Nach den Feststellungen des Berufungsgerichts als Vorinstanz hat die Beklagte für die Figuren in den angegriffenen Abbildungen lediglich die Haare in Farbe und Form, die Sommersprossen und – ganz allgemein – den Kleidungstil der Pippi Langstrumpf übernommen. Diese Elemente mögen zwar ausreichen, um (gewollte) Assoziationen an Pippi Langstrumpf zu wecken und um zu erkennen, dass es sich um ein Pippi-Langstrumpf-Kostüm handeln soll. Sie genügen aber nicht, um den Urheberrechtsschutz an der Figur der Pippi Langstrumpf zu begründen und nehmen daher auch nicht isoliert am Schutz der literarischen Figur teil.

Der BGH hat demnach das Urteil des Berufungsgerichtes aufgehoben und die Klage abgewiesen, soweit sie auf Ansprüche aus dem Urheberrecht gestützt ist. Im Hinblick auf hilfsweise geltend gemachte wettbewerbsrechtliche Ansprüche, über die das Berufungsgericht noch nicht befunden hatte, hat der Bundesgerichtshof die Sache zur neuen Verhandlung und Entscheidung an das Berufungsgericht zurückverwiesen.

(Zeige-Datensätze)
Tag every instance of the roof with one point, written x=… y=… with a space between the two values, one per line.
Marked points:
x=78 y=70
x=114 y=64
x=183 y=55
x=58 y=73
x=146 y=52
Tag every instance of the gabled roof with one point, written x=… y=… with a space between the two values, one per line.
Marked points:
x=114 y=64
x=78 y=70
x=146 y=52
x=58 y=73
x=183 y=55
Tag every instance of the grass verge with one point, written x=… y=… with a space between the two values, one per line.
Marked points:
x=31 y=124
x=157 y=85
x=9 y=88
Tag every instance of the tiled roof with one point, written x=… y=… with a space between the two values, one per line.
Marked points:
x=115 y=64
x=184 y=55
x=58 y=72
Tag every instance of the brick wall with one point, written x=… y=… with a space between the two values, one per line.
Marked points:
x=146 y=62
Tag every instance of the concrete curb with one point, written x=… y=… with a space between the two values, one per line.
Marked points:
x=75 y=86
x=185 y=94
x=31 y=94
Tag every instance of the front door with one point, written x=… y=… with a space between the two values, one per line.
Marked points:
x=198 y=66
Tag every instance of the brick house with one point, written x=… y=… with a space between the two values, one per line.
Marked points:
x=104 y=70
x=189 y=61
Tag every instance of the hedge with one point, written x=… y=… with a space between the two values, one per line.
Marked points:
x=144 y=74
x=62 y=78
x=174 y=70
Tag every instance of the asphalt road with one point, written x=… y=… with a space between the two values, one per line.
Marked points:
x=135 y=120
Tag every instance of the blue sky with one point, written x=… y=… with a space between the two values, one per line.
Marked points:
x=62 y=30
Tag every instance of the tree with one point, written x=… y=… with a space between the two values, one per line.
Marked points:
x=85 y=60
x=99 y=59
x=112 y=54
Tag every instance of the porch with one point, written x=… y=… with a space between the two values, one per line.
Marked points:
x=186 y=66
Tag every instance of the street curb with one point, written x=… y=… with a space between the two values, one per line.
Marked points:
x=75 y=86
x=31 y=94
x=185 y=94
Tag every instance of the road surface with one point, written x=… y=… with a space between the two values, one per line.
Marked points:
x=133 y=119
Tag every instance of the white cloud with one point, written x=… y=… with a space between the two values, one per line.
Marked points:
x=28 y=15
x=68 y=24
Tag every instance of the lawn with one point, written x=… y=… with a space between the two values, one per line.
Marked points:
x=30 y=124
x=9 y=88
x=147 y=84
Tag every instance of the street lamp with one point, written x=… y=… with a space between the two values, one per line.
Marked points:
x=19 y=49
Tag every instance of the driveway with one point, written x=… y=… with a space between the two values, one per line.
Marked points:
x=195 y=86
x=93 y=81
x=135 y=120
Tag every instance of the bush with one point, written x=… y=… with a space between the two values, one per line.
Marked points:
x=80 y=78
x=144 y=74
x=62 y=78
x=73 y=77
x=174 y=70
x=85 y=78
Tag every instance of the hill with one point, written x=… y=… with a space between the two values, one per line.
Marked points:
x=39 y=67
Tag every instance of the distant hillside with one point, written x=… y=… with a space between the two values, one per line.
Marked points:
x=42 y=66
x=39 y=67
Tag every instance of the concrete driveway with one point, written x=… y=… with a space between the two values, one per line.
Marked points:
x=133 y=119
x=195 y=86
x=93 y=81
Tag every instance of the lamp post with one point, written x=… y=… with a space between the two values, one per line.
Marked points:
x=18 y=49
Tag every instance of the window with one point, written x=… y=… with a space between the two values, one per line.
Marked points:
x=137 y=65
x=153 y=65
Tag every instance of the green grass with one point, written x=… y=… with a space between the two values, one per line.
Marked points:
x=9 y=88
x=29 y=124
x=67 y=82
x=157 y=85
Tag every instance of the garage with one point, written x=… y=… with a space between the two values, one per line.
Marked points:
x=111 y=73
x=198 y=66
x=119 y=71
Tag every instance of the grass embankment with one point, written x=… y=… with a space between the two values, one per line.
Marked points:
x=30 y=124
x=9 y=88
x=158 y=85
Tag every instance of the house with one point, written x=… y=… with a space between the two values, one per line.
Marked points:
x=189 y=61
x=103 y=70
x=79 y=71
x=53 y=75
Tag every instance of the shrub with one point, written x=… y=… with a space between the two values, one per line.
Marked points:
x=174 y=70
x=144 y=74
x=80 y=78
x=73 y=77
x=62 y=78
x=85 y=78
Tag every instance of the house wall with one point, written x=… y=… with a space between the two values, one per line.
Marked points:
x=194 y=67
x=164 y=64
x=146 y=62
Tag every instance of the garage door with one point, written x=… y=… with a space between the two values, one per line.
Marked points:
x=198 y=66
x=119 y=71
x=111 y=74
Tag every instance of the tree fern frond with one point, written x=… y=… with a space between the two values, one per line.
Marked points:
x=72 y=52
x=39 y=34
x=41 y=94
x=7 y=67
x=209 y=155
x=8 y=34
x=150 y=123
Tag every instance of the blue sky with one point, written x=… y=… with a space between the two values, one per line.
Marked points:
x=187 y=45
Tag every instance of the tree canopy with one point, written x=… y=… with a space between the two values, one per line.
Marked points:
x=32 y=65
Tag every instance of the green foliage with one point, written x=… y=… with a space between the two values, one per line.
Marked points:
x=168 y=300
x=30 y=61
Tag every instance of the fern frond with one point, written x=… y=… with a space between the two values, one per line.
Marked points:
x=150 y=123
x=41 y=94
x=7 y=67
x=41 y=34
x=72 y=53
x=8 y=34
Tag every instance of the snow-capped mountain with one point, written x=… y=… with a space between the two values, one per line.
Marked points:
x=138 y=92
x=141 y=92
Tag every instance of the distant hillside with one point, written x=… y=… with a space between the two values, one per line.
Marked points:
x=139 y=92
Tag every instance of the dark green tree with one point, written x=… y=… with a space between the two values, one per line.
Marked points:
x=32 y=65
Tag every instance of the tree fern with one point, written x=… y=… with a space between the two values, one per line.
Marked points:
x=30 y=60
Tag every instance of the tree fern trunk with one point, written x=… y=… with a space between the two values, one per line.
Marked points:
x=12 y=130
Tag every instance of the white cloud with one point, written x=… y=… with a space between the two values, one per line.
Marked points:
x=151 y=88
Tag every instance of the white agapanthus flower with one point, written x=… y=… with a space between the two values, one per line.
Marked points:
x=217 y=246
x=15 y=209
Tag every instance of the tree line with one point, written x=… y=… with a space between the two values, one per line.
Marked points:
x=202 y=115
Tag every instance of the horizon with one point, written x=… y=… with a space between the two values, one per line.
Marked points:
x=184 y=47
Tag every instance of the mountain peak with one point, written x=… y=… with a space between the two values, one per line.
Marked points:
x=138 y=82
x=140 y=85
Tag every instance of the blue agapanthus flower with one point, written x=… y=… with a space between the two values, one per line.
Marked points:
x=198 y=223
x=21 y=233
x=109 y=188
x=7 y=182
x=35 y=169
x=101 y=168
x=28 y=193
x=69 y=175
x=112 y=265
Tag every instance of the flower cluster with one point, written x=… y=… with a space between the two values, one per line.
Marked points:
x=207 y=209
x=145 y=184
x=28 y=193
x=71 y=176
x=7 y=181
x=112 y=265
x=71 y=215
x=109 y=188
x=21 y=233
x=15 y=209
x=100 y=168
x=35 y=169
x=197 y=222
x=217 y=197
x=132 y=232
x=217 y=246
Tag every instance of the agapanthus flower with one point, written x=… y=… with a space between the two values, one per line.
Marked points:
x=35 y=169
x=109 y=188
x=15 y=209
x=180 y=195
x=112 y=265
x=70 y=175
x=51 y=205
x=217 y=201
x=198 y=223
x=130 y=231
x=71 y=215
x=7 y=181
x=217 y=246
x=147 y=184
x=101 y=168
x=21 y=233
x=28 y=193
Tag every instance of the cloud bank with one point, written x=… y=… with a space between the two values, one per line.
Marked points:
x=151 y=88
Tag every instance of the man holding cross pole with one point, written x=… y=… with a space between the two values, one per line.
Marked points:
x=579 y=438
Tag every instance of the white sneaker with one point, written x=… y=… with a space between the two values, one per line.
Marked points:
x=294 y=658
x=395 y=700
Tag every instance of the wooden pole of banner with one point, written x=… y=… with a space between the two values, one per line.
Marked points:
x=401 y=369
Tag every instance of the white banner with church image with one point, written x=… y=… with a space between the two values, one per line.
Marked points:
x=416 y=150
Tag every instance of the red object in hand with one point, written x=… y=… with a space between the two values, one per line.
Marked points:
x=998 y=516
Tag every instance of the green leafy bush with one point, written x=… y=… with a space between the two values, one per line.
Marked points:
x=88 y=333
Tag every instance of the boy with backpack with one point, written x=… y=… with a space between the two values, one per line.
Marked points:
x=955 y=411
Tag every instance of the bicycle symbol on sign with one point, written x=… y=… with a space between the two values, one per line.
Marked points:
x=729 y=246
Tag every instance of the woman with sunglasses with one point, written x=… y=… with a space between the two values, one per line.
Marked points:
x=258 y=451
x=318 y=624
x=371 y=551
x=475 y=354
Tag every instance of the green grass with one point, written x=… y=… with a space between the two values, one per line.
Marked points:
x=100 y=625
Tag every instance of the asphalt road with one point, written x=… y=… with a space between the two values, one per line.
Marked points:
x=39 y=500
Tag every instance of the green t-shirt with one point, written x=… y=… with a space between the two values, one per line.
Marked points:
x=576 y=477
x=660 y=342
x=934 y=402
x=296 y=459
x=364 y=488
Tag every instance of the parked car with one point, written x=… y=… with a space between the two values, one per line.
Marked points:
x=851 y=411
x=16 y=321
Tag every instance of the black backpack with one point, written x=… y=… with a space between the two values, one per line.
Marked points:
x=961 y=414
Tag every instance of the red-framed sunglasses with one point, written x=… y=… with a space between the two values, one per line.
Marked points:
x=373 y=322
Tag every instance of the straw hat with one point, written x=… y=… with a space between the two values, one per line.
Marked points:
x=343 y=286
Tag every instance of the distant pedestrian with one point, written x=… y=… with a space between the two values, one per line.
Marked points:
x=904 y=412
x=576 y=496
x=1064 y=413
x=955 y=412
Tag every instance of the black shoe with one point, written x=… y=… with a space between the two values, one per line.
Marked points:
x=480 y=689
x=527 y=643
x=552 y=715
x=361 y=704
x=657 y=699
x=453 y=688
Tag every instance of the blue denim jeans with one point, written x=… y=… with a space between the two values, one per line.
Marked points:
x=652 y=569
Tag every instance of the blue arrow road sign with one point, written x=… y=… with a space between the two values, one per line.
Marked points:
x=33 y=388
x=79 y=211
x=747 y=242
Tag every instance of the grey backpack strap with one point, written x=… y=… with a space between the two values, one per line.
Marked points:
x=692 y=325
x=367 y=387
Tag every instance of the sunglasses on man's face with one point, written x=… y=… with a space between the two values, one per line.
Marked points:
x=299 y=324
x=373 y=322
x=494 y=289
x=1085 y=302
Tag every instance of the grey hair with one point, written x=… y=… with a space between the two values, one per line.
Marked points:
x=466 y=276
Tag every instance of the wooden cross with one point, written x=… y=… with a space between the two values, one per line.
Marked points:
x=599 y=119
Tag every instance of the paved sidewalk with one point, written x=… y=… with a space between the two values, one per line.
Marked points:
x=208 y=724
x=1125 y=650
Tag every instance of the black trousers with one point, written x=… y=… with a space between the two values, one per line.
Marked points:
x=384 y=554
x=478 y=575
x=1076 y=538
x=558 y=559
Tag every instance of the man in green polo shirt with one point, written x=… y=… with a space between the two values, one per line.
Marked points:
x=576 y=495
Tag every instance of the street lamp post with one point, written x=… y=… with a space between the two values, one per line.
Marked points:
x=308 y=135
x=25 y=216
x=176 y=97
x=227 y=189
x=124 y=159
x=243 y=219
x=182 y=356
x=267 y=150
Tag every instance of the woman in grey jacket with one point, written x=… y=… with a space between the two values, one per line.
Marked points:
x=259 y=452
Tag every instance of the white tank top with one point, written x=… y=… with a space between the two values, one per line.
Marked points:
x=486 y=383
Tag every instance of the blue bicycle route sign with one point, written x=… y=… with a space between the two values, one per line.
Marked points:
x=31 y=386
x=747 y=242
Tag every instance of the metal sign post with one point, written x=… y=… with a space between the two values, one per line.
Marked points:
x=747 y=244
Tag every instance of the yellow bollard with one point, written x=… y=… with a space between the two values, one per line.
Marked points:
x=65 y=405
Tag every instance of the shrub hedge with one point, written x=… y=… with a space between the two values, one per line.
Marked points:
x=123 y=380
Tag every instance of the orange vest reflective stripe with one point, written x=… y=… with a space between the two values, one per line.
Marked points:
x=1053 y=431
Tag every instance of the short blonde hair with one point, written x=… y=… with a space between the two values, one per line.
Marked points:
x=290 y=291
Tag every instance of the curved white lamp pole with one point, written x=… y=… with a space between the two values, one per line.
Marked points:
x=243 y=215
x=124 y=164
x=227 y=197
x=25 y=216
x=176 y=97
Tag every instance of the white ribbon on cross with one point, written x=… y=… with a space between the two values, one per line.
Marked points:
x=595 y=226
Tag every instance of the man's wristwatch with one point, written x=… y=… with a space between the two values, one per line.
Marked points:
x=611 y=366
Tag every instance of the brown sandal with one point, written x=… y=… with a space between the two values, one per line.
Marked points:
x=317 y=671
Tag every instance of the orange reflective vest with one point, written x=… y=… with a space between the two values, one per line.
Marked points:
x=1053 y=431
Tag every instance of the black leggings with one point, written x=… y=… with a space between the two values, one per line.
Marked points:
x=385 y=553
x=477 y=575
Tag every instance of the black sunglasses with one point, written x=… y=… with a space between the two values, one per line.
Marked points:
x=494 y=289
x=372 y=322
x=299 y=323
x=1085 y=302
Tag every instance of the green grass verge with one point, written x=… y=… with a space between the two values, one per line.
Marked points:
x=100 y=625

→ **SCHRIFTLICHE AUFGABE**: Fasse den Ausgangstext zum Pippi-Langstrumpf-Urteil bitte in zwei Sätzen zusammen.

→ **ANTWORT ZUR AUFGABE**: Nach den Feststellungen des Berufungsgerichts hat die Beklagte von Pippi Langstrumpf nur Haarfarbe und -form, die Sommersprossen und allgemein den Kleidungsstil übernommen, was zwar Assoziationen weckt, aber nicht genügt, um den Urheberrechtsschutz an der Figur zu begründen. Der BGH hob deshalb das Urteil des Berufungsgerichts auf, wies die auf Urheberrecht gestützte Klage ab und verwies die Sache wegen der hilfsweise geltend gemachten wettbewerbsrechtlichen Ansprüche zur neuen Verhandlung und Entscheidung an das Berufungsgericht zurück.